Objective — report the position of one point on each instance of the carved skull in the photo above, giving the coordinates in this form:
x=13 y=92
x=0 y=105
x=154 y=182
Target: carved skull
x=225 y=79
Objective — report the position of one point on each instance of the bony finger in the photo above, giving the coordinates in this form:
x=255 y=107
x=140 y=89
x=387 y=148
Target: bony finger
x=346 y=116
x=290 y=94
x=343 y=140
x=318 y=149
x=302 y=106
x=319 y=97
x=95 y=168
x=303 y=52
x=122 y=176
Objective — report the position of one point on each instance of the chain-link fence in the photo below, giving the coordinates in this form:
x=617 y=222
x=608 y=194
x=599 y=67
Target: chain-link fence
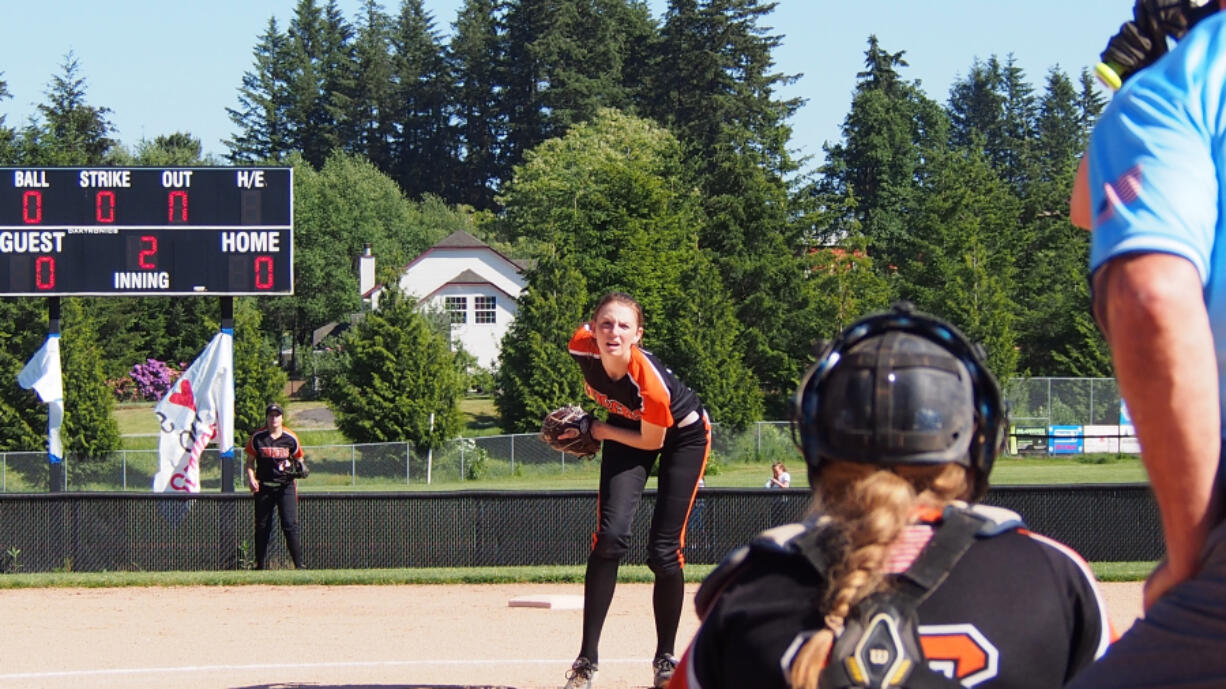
x=146 y=532
x=376 y=466
x=1078 y=407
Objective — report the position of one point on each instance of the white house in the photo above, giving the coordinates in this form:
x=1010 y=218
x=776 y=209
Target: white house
x=465 y=278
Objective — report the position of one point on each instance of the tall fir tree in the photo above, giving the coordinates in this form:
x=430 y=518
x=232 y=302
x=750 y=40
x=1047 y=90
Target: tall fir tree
x=90 y=429
x=69 y=131
x=265 y=131
x=372 y=110
x=423 y=144
x=399 y=380
x=535 y=373
x=477 y=68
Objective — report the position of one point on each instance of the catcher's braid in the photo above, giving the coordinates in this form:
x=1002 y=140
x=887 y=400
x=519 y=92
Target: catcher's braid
x=579 y=440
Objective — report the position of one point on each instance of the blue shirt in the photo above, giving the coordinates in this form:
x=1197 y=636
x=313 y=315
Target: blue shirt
x=1157 y=158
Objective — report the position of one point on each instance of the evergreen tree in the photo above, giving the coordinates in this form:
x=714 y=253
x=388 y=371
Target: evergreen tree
x=7 y=135
x=90 y=429
x=373 y=104
x=319 y=55
x=536 y=373
x=397 y=374
x=424 y=141
x=477 y=68
x=717 y=91
x=890 y=129
x=69 y=131
x=262 y=117
x=960 y=267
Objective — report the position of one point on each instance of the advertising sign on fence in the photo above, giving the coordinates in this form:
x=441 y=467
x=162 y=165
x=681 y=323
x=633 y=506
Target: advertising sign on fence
x=1029 y=440
x=1102 y=439
x=1064 y=440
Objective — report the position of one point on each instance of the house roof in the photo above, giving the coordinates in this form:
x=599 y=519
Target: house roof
x=466 y=277
x=461 y=239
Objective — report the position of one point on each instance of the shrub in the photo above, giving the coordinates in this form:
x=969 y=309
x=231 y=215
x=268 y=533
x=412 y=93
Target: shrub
x=152 y=379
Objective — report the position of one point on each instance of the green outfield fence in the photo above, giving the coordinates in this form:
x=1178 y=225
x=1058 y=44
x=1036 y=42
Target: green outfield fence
x=115 y=531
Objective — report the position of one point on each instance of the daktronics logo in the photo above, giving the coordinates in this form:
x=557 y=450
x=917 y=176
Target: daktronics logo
x=959 y=651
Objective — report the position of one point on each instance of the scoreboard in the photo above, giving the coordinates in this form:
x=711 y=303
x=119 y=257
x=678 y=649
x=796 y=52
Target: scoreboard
x=147 y=232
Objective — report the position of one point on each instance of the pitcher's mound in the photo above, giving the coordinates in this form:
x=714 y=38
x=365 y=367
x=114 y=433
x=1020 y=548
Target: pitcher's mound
x=557 y=602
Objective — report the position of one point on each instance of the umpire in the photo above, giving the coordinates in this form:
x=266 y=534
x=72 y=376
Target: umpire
x=271 y=456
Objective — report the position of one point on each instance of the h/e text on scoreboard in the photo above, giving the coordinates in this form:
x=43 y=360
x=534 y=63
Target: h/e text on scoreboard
x=224 y=232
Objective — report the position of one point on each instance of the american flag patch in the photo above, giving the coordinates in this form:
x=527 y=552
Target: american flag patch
x=905 y=551
x=1124 y=190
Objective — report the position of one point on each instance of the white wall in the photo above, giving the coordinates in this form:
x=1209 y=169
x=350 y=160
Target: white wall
x=478 y=338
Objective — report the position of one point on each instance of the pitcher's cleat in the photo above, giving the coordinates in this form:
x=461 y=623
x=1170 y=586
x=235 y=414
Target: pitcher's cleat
x=662 y=669
x=581 y=674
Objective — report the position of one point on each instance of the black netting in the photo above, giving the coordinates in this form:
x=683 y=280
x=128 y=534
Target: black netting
x=120 y=531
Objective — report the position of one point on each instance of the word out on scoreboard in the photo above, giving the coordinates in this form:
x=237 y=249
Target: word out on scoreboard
x=146 y=231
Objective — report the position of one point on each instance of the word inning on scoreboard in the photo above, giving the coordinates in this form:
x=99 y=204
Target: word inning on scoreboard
x=146 y=231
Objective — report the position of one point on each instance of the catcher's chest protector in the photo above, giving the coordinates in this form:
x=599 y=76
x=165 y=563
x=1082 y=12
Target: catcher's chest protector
x=879 y=646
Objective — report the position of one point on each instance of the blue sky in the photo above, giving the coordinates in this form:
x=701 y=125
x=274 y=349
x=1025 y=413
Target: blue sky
x=164 y=66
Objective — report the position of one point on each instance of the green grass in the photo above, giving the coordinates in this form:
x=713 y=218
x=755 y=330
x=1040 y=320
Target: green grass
x=569 y=574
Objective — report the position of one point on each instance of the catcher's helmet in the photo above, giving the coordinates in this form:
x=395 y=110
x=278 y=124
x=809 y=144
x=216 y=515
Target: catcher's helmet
x=901 y=388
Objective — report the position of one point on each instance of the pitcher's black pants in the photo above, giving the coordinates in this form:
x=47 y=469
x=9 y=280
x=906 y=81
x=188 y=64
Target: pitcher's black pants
x=623 y=475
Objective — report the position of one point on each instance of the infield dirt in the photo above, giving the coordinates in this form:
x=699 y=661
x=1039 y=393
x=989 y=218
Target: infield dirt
x=347 y=636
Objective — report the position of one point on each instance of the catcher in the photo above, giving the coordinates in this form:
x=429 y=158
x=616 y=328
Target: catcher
x=651 y=414
x=895 y=580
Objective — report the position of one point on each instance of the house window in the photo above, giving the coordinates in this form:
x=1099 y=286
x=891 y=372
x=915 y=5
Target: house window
x=483 y=309
x=457 y=308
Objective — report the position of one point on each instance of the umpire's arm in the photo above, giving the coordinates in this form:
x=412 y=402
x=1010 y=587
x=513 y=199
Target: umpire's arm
x=1153 y=313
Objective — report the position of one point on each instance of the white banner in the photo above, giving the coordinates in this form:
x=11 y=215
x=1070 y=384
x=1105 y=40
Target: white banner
x=43 y=374
x=199 y=407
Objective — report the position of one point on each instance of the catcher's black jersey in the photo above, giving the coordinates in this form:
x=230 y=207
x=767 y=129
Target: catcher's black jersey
x=1016 y=611
x=647 y=392
x=272 y=455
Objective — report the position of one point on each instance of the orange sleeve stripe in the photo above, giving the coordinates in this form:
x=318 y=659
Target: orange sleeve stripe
x=656 y=399
x=584 y=342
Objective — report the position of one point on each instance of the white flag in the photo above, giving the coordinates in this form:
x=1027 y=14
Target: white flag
x=197 y=408
x=43 y=374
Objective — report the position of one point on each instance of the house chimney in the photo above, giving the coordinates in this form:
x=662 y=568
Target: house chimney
x=365 y=270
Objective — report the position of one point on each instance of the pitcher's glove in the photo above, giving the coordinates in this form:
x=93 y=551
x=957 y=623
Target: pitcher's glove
x=580 y=441
x=298 y=470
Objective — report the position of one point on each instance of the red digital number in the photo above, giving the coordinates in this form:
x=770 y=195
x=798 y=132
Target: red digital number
x=32 y=206
x=44 y=272
x=171 y=206
x=104 y=206
x=262 y=266
x=150 y=253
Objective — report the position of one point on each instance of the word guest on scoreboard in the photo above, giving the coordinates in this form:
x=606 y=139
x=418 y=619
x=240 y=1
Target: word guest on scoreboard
x=224 y=232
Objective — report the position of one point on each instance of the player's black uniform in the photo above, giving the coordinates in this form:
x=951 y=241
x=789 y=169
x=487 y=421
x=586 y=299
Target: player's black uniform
x=274 y=457
x=649 y=392
x=1016 y=611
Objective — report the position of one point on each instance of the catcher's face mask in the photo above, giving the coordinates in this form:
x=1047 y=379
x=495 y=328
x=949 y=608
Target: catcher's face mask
x=901 y=388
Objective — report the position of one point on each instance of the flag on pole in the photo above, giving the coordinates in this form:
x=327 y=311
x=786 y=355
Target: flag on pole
x=196 y=408
x=42 y=374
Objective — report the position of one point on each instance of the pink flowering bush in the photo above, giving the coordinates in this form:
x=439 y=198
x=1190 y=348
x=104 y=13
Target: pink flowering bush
x=152 y=379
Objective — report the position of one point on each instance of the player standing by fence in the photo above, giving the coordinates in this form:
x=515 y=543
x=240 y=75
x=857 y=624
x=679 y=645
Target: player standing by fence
x=271 y=456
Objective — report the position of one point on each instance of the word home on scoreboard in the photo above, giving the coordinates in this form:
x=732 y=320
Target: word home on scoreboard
x=146 y=231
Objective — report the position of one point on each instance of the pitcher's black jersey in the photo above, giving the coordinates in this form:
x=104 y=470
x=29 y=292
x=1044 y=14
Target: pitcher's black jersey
x=647 y=392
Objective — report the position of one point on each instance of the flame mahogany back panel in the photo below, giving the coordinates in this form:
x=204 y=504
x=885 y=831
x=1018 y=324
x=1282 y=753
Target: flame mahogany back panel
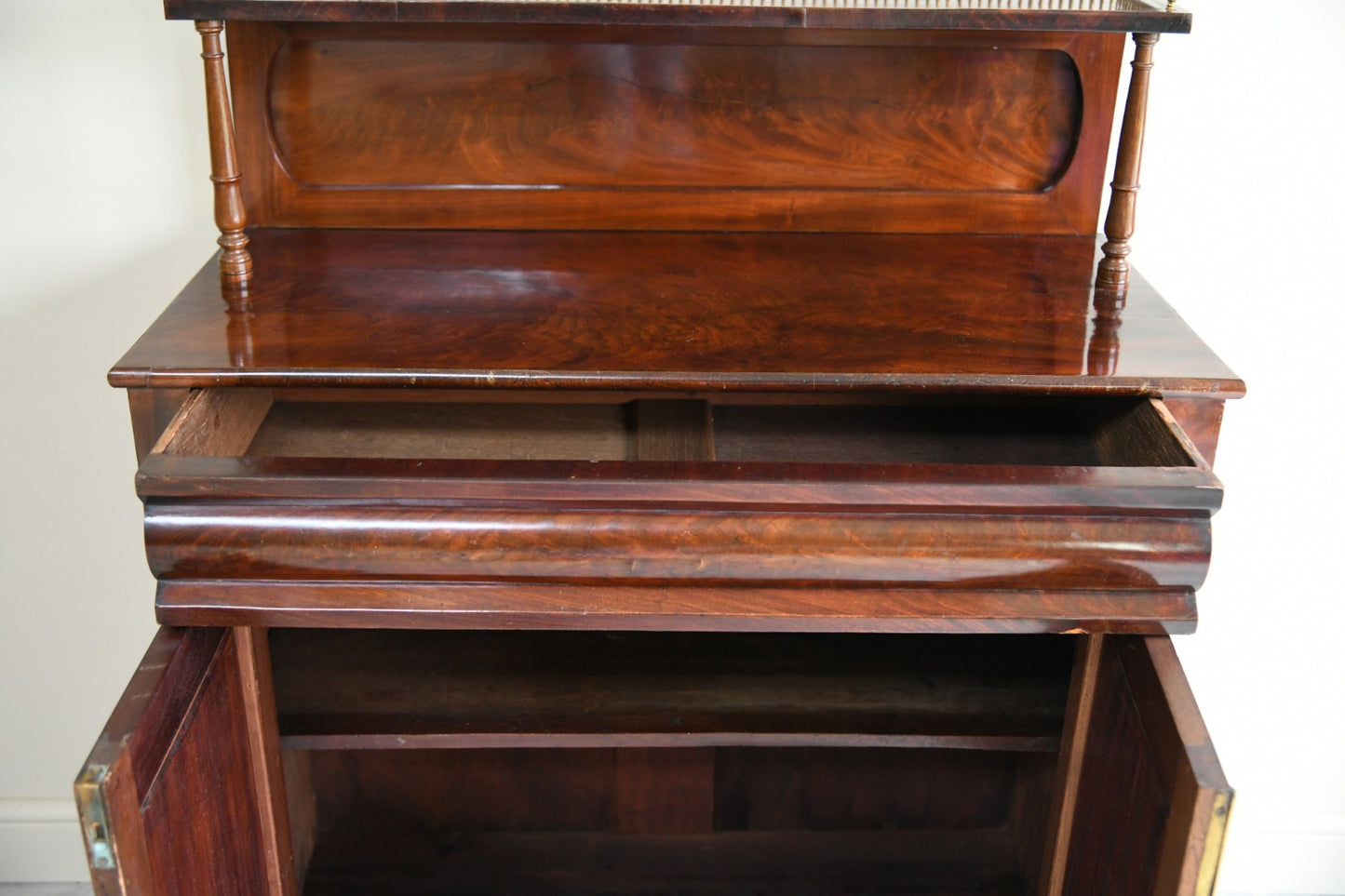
x=580 y=127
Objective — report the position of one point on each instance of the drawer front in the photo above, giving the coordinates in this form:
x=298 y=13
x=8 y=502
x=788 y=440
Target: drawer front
x=1055 y=507
x=468 y=762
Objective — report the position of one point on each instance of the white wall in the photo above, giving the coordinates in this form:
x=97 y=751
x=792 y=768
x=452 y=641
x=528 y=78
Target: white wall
x=103 y=214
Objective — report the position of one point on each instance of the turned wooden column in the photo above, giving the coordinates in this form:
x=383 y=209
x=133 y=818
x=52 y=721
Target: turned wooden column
x=1114 y=269
x=230 y=216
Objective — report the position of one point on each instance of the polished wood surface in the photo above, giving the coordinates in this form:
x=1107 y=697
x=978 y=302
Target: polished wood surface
x=381 y=604
x=598 y=128
x=1154 y=818
x=178 y=778
x=414 y=690
x=629 y=412
x=1049 y=15
x=1114 y=501
x=667 y=311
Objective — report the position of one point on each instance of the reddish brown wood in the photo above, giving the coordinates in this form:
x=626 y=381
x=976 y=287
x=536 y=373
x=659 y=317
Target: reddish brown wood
x=411 y=690
x=490 y=127
x=230 y=541
x=178 y=775
x=230 y=214
x=1153 y=815
x=263 y=747
x=151 y=412
x=1200 y=420
x=1083 y=693
x=1202 y=798
x=1114 y=269
x=1051 y=15
x=792 y=821
x=671 y=608
x=665 y=791
x=668 y=313
x=1042 y=522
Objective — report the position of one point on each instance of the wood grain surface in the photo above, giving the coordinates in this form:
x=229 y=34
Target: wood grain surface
x=1051 y=15
x=564 y=127
x=667 y=313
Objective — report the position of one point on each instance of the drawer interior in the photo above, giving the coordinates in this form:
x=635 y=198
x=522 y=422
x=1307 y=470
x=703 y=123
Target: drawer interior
x=834 y=429
x=668 y=763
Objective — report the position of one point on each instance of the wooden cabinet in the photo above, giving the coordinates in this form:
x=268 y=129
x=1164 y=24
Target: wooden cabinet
x=668 y=448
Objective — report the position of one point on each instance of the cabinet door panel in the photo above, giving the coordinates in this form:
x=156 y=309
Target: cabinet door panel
x=1153 y=803
x=167 y=796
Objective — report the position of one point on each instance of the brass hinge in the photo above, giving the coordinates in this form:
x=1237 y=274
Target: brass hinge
x=93 y=817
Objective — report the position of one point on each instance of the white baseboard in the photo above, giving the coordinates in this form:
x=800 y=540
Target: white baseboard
x=41 y=841
x=1274 y=863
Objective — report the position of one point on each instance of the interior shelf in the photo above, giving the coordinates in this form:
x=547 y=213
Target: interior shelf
x=402 y=689
x=972 y=863
x=670 y=311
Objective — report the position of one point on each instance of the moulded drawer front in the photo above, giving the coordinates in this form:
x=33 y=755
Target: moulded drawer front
x=1060 y=498
x=584 y=762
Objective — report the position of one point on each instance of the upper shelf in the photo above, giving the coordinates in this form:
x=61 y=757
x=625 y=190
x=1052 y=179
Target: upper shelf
x=671 y=311
x=1006 y=15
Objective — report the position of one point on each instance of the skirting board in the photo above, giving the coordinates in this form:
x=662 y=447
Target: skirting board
● ● ●
Every line in the data that holds "below" should be copied out.

Objective — report the position of one point on each instance of the chain-link fence in the photo below, giving the coordinates in this form:
Objective — report the position of one point on each instance of the flame mahogany back panel in the photo below, giving the coordinates in this form:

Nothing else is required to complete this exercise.